This is a French true crime novel. Why am I reading it? Who knows. I can’t even remember where I found it. I do love true crime TV, but am typically too embarrassed to be buying true crime fiction. Perhaps it being French gave it a veneer of respectability. Anyway, I’m glad I read it, because it tells of a truly fascinating and bizarre crime. Actually, the crime itself is not so fascinating, or bizarre. Some man kills his wife, children, and parents. I mean in America this is hardly even a crime. What makes it interesting is that the murderer, Jean-Claude Romonde, an apparently boring bourgeois family man, has been living a life of total deception before the murders for almost twenty years. It takes some going for the mass murder you commit to be the least interesting part of your life story.
It all starts in his second year at University, where he oversleeps and misses his last exam. Instead of just retaking the exam, he decides to pretend he has passed. He continues to pretend to his friends that he is a student, and to buy books, and study, and walk around the hospital, for the next five years, until he ‘graduates’ with the rest of them. He marries his college sweetheart, and moves on to pretending he is a high profile doctor at the WHO. In fact, he just goes to their lobby and sits there for a bit, before going to sleep in a lay-by. Then he goes home. And he does this for twenty years! Sometimes he pretends to go on a business trip, checking into the airport hotel for a few days, and reading the guide book for where he is supposed to be.
He also does a lot of ‘investing’ for his family and friends – in fact, just stealing their money to fund his lifestyle of daytime napping. So for years he knows that the whole thing must come to an end at some point. When it does – when someones asks for their money back – he responds by killing everybody + the family dog. I mean, wow.

------------------------

• Work order 1:
Reproduce everything in the review from "It all starts" down to "supposed to be.".
• Work order 2:
Decide whether each statement agrees with the review, answering yes or no and quoting the words that settle it: (a) Romonde missed his last exam because he overslept. (b) Romonde pretended to be a doctor at a hospital. (c) The reviewer recalls where the book was found.
Nothing in the entries is needed.

(Image point grounding entries)
------------------------

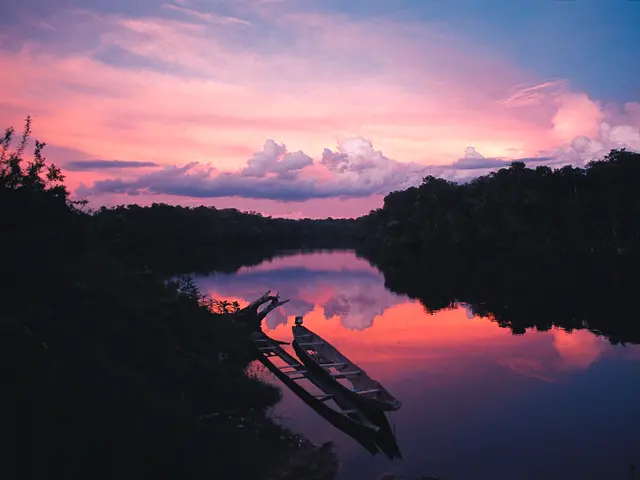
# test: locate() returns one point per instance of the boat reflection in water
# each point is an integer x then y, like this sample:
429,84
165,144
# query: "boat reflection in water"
369,427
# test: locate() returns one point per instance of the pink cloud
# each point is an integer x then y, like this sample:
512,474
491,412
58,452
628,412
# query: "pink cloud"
194,99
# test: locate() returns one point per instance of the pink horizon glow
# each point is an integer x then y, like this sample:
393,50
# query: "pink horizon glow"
210,101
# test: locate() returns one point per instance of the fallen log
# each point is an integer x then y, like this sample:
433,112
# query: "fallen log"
252,315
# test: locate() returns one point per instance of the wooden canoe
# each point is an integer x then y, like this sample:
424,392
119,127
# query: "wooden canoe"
320,356
334,407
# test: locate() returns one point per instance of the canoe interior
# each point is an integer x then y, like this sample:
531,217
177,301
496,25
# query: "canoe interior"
373,432
341,368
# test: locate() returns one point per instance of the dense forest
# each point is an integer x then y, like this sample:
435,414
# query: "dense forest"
110,369
528,247
173,238
113,370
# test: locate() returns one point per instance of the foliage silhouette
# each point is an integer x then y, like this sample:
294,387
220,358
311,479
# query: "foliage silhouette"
112,370
528,247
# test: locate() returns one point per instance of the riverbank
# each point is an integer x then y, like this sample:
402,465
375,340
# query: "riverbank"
113,371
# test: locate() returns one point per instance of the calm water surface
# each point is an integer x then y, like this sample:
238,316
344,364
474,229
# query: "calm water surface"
478,402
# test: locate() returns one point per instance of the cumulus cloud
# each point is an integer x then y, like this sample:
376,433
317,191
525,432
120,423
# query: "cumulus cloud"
87,165
355,169
274,159
474,160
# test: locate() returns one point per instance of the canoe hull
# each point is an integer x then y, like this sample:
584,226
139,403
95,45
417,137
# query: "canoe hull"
370,403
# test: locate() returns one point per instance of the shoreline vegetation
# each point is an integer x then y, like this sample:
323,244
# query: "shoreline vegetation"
114,370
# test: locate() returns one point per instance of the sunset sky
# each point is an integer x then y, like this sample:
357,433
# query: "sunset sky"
314,108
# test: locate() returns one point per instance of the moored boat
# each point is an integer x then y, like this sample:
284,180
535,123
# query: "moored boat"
320,356
329,402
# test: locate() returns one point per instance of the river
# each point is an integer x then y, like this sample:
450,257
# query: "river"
478,401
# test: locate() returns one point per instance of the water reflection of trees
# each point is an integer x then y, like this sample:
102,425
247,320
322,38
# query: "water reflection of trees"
355,296
570,292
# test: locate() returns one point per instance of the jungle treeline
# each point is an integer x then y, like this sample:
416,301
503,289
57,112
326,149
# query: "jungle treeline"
529,247
111,369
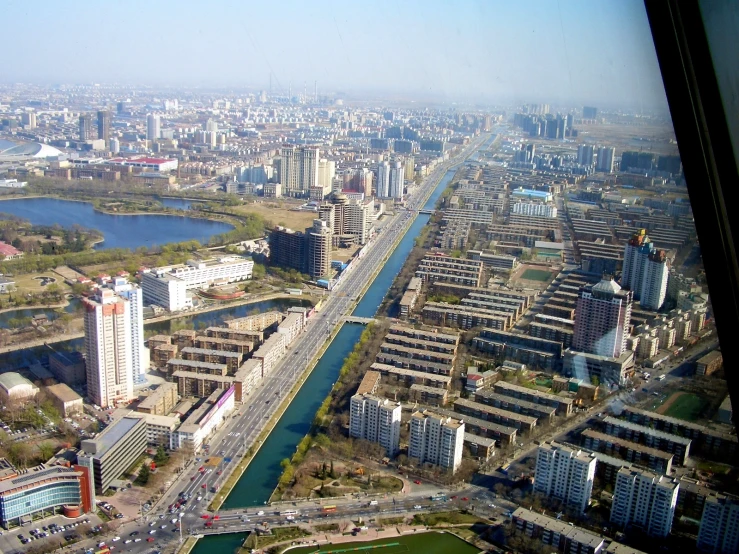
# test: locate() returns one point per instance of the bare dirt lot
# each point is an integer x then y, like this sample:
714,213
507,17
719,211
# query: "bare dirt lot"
281,212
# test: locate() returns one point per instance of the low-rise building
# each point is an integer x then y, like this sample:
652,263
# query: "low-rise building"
556,533
161,401
43,491
114,450
65,400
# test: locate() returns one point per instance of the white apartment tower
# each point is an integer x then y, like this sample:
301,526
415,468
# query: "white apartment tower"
644,499
605,159
298,170
153,127
565,473
436,440
108,345
645,271
383,180
719,530
139,354
397,181
376,420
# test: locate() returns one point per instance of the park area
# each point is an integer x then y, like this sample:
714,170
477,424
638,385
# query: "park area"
683,405
421,543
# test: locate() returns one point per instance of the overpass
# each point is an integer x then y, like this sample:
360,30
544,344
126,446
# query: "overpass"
359,320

------------------------

• Exercise solution 1:
It all starts in his second year at University, where he oversleeps and misses his last exam. Instead of just retaking the exam, he decides to pretend he has passed. He continues to pretend to his friends that he is a student, and to buy books, and study, and walk around the hospital, for the next five years, until he ‘graduates’ with the rest of them. He marries his college sweetheart, and moves on to pretending he is a high profile doctor at the WHO. In fact, he just goes to their lobby and sits there for a bit, before going to sleep in a lay-by. Then he goes home. And he does this for twenty years! Sometimes he pretends to go on a business trip, checking into the airport hotel for a few days, and reading the guide book for where he is supposed to be.

• Exercise solution 2:
(a) Yes: "he oversleeps and misses his last exam"
(b) No: "pretending he is a high profile doctor at the WHO"
(c) No: "I can’t even remember where I found it."